Write the listing out again exactly as it stands, with no images.

Source material Start Marker

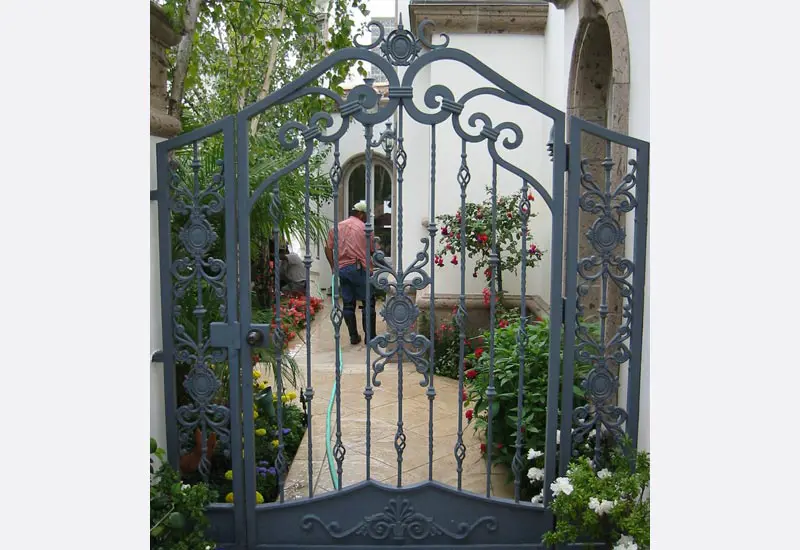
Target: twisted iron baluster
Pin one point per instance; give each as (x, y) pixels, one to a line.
(400, 161)
(431, 392)
(368, 230)
(309, 393)
(460, 450)
(336, 313)
(524, 213)
(490, 390)
(280, 460)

Source material End Marker

▶ [Answer section]
Target: twisted iron baluster
Pin one point per instance; give each as (x, y) pixels, one to a line.
(400, 161)
(431, 392)
(368, 230)
(309, 393)
(460, 450)
(336, 313)
(524, 213)
(490, 390)
(280, 460)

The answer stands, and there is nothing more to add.